Would you please set down the data again exactly as given, excluding the pictures?
***** Raw data
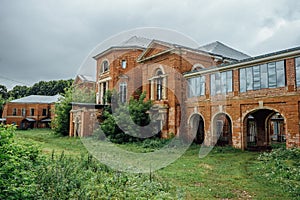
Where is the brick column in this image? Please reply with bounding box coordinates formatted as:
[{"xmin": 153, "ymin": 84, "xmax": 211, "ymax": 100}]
[{"xmin": 286, "ymin": 58, "xmax": 296, "ymax": 92}]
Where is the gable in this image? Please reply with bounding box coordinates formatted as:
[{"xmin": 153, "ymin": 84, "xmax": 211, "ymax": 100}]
[{"xmin": 138, "ymin": 42, "xmax": 173, "ymax": 62}]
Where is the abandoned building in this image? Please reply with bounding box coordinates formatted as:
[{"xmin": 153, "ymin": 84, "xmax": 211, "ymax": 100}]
[
  {"xmin": 69, "ymin": 36, "xmax": 300, "ymax": 150},
  {"xmin": 2, "ymin": 94, "xmax": 61, "ymax": 129}
]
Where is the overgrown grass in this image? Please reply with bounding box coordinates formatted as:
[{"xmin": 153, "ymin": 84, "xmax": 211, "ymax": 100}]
[
  {"xmin": 13, "ymin": 129, "xmax": 299, "ymax": 199},
  {"xmin": 14, "ymin": 129, "xmax": 87, "ymax": 155}
]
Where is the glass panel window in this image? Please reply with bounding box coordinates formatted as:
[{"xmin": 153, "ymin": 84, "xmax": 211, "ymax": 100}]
[
  {"xmin": 260, "ymin": 64, "xmax": 268, "ymax": 89},
  {"xmin": 210, "ymin": 74, "xmax": 216, "ymax": 95},
  {"xmin": 121, "ymin": 60, "xmax": 127, "ymax": 69},
  {"xmin": 211, "ymin": 71, "xmax": 232, "ymax": 95},
  {"xmin": 296, "ymin": 57, "xmax": 300, "ymax": 86},
  {"xmin": 276, "ymin": 61, "xmax": 285, "ymax": 87},
  {"xmin": 188, "ymin": 76, "xmax": 205, "ymax": 97},
  {"xmin": 200, "ymin": 76, "xmax": 206, "ymax": 96},
  {"xmin": 268, "ymin": 62, "xmax": 277, "ymax": 88},
  {"xmin": 221, "ymin": 72, "xmax": 227, "ymax": 94},
  {"xmin": 215, "ymin": 73, "xmax": 221, "ymax": 94},
  {"xmin": 253, "ymin": 66, "xmax": 261, "ymax": 90},
  {"xmin": 13, "ymin": 108, "xmax": 17, "ymax": 116},
  {"xmin": 157, "ymin": 78, "xmax": 163, "ymax": 100},
  {"xmin": 240, "ymin": 60, "xmax": 285, "ymax": 92},
  {"xmin": 102, "ymin": 60, "xmax": 109, "ymax": 72},
  {"xmin": 226, "ymin": 71, "xmax": 233, "ymax": 93},
  {"xmin": 240, "ymin": 68, "xmax": 246, "ymax": 92},
  {"xmin": 22, "ymin": 108, "xmax": 26, "ymax": 116},
  {"xmin": 30, "ymin": 108, "xmax": 35, "ymax": 116},
  {"xmin": 246, "ymin": 67, "xmax": 253, "ymax": 91},
  {"xmin": 119, "ymin": 82, "xmax": 127, "ymax": 103},
  {"xmin": 42, "ymin": 108, "xmax": 47, "ymax": 116}
]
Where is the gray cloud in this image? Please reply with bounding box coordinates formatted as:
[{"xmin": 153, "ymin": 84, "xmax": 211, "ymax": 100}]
[{"xmin": 0, "ymin": 0, "xmax": 299, "ymax": 89}]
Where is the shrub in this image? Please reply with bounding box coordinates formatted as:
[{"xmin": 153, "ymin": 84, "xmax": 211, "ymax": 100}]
[
  {"xmin": 257, "ymin": 147, "xmax": 300, "ymax": 198},
  {"xmin": 0, "ymin": 125, "xmax": 41, "ymax": 200}
]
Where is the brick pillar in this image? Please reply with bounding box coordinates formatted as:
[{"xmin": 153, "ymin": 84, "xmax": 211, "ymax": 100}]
[
  {"xmin": 69, "ymin": 111, "xmax": 74, "ymax": 137},
  {"xmin": 233, "ymin": 69, "xmax": 239, "ymax": 96},
  {"xmin": 286, "ymin": 58, "xmax": 296, "ymax": 92}
]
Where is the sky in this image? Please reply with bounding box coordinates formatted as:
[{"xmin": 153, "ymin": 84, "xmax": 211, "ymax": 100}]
[{"xmin": 0, "ymin": 0, "xmax": 300, "ymax": 90}]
**********
Exercise solution:
Where is the brick column in this image? Please reply with bounding box coordinates formatted as:
[{"xmin": 153, "ymin": 84, "xmax": 211, "ymax": 100}]
[{"xmin": 286, "ymin": 58, "xmax": 296, "ymax": 92}]
Where is the gable in this image? Please reply with bounding box coordinates formatted as:
[{"xmin": 153, "ymin": 84, "xmax": 211, "ymax": 100}]
[{"xmin": 138, "ymin": 42, "xmax": 173, "ymax": 62}]
Where is the abandoned building in this image? Please reply with bounding box coordinates formatted as:
[{"xmin": 153, "ymin": 84, "xmax": 211, "ymax": 100}]
[
  {"xmin": 69, "ymin": 36, "xmax": 300, "ymax": 150},
  {"xmin": 2, "ymin": 94, "xmax": 61, "ymax": 129}
]
Where is the overgrown grass in this image? Please reply with bounding box coordinates formatted as:
[{"xmin": 153, "ymin": 84, "xmax": 211, "ymax": 100}]
[
  {"xmin": 13, "ymin": 129, "xmax": 299, "ymax": 199},
  {"xmin": 14, "ymin": 129, "xmax": 87, "ymax": 155}
]
Where is the glass panel window in this image? Please reply with bounding box coordinates formatted as:
[{"xmin": 153, "ymin": 84, "xmax": 211, "ymax": 100}]
[
  {"xmin": 260, "ymin": 64, "xmax": 268, "ymax": 89},
  {"xmin": 210, "ymin": 74, "xmax": 216, "ymax": 95},
  {"xmin": 121, "ymin": 60, "xmax": 127, "ymax": 69},
  {"xmin": 211, "ymin": 71, "xmax": 232, "ymax": 95},
  {"xmin": 296, "ymin": 57, "xmax": 300, "ymax": 86},
  {"xmin": 276, "ymin": 61, "xmax": 285, "ymax": 87},
  {"xmin": 188, "ymin": 76, "xmax": 205, "ymax": 97},
  {"xmin": 200, "ymin": 76, "xmax": 206, "ymax": 96},
  {"xmin": 268, "ymin": 62, "xmax": 277, "ymax": 88},
  {"xmin": 221, "ymin": 72, "xmax": 227, "ymax": 94},
  {"xmin": 215, "ymin": 73, "xmax": 221, "ymax": 94},
  {"xmin": 253, "ymin": 66, "xmax": 261, "ymax": 90},
  {"xmin": 13, "ymin": 108, "xmax": 17, "ymax": 116},
  {"xmin": 157, "ymin": 78, "xmax": 163, "ymax": 100},
  {"xmin": 240, "ymin": 60, "xmax": 285, "ymax": 92},
  {"xmin": 102, "ymin": 60, "xmax": 109, "ymax": 72},
  {"xmin": 226, "ymin": 71, "xmax": 233, "ymax": 93},
  {"xmin": 240, "ymin": 68, "xmax": 246, "ymax": 92},
  {"xmin": 22, "ymin": 108, "xmax": 26, "ymax": 116},
  {"xmin": 30, "ymin": 108, "xmax": 35, "ymax": 116},
  {"xmin": 246, "ymin": 67, "xmax": 253, "ymax": 91},
  {"xmin": 119, "ymin": 82, "xmax": 127, "ymax": 103},
  {"xmin": 42, "ymin": 108, "xmax": 47, "ymax": 116}
]
Where is the gray cloud in this image? Please reply with bounding box coordinates formatted as:
[{"xmin": 153, "ymin": 84, "xmax": 211, "ymax": 100}]
[{"xmin": 0, "ymin": 0, "xmax": 299, "ymax": 89}]
Where is the shrub in this image? Please reply with bounding box coordinates formatted as:
[{"xmin": 153, "ymin": 84, "xmax": 211, "ymax": 100}]
[
  {"xmin": 257, "ymin": 147, "xmax": 300, "ymax": 198},
  {"xmin": 0, "ymin": 125, "xmax": 41, "ymax": 200}
]
Where is the brick pillar in this image? Please reply with bounding box coordinates formatted as:
[{"xmin": 153, "ymin": 84, "xmax": 211, "ymax": 100}]
[
  {"xmin": 69, "ymin": 111, "xmax": 74, "ymax": 137},
  {"xmin": 233, "ymin": 69, "xmax": 239, "ymax": 96},
  {"xmin": 286, "ymin": 58, "xmax": 296, "ymax": 92}
]
Where is the sky in this image? Please reply with bounding box coordinates formatted as:
[{"xmin": 153, "ymin": 84, "xmax": 211, "ymax": 100}]
[{"xmin": 0, "ymin": 0, "xmax": 300, "ymax": 90}]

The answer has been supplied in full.